Set problem: Retype the records that come next, word for word.

Items:
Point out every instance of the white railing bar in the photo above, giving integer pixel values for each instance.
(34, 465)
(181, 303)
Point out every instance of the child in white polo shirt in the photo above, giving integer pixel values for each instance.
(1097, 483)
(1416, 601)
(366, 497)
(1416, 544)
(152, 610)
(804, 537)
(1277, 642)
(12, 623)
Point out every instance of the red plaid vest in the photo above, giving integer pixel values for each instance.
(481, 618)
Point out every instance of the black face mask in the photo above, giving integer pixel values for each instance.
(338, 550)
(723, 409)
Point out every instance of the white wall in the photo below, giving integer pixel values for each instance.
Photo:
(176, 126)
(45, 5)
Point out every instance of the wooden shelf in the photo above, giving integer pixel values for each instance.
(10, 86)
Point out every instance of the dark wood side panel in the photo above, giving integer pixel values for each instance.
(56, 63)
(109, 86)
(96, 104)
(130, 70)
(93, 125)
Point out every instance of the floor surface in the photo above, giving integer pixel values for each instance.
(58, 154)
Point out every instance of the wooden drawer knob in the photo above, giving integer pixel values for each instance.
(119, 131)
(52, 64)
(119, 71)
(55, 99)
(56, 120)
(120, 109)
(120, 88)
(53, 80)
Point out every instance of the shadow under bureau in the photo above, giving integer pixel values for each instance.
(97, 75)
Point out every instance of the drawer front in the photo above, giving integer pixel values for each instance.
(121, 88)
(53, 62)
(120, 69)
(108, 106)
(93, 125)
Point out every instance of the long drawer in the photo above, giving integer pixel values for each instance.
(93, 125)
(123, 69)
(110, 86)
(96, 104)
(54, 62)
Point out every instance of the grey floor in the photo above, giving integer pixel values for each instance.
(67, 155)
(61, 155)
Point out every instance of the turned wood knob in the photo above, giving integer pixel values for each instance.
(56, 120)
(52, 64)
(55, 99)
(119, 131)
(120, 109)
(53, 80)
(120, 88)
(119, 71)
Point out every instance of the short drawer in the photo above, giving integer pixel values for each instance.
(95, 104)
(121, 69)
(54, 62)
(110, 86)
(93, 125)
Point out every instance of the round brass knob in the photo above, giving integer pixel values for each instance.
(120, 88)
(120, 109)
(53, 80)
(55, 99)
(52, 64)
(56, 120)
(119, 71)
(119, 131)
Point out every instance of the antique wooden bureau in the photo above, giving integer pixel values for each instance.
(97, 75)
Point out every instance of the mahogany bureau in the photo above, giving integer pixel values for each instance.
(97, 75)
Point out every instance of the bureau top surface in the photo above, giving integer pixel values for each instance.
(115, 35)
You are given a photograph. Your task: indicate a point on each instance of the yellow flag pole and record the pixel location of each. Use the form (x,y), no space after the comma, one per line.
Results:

Expected output:
Point out every instance of the white railing bar in the photo above, giving integer pixel values for each instance.
(34, 465)
(181, 303)
Point out every instance of the child in white polo shirt in the photo above, giving integer pixel values for each instance.
(1097, 483)
(1416, 601)
(366, 497)
(1416, 544)
(152, 610)
(804, 537)
(1277, 642)
(12, 623)
Point out every instance of the red plaid vest in the photo above, giving integer pixel values for each instance.
(481, 618)
Point out every instance of the black face mask in the photo above, giving integer pixel values for each instance.
(338, 550)
(723, 409)
Point out every instance of the white wall in the photo below, giving integer pixel values for each instance.
Photo:
(176, 126)
(45, 5)
Point out every instance of the wooden shelf in the photo above, giving integer pixel values for each instance.
(10, 86)
Point out every instance of the dark wood side panel in the photo above, giving integer pixel values for each instance.
(56, 63)
(109, 86)
(96, 104)
(130, 70)
(93, 125)
Point out every instance of the floor surface in the photo above, giving integer pixel values for each instance.
(58, 154)
Point out every instance of the wooden drawer knob in the photo above, giving integer pixel values for each instance.
(119, 131)
(52, 64)
(119, 71)
(55, 99)
(56, 120)
(120, 109)
(120, 88)
(53, 80)
Point out every instance of the shadow under bureau in the photo above, giving integer pixel values for each instance.
(97, 75)
Point out every instance of the drawer front in the photo above, giving integer pixel values for each instance.
(121, 88)
(53, 62)
(120, 69)
(108, 106)
(93, 125)
Point out every instance of the long drawer in the photo above, giving integer pixel values for each instance.
(93, 125)
(123, 69)
(110, 86)
(96, 104)
(54, 62)
Point out every instance of the grey floor in the photo above, giving integer pixel values for each instance.
(67, 155)
(61, 155)
Point out every instance of the turned wood knob in the photo above, giving integer pixel values for each instance.
(56, 120)
(52, 64)
(55, 99)
(119, 131)
(120, 109)
(53, 80)
(120, 88)
(119, 71)
Point out every instance of the short drawer in the photo above, giving integer pixel values for each instance.
(95, 104)
(121, 69)
(54, 62)
(110, 86)
(93, 125)
Point out every instance of the round brass knob in the photo above, giving integer pixel values for each instance.
(120, 88)
(120, 109)
(53, 80)
(55, 99)
(52, 64)
(56, 120)
(119, 71)
(119, 131)
Point out every instance of the antique wooden bureau in the photo above, giving integer pixel values for each instance.
(97, 75)
Point out every instance of the mahogany bureau in the photo above, giving integer pixel values for each instance.
(97, 75)
Point out every instance of the bureau top surface in the photo above, giving integer pixel values for each instance.
(115, 35)
You are given a photograph. Your task: indicate a point on each instance of the yellow flag pole and record the pixel location of each. Use the form (x,y), no space after the comma, one per line.
Results:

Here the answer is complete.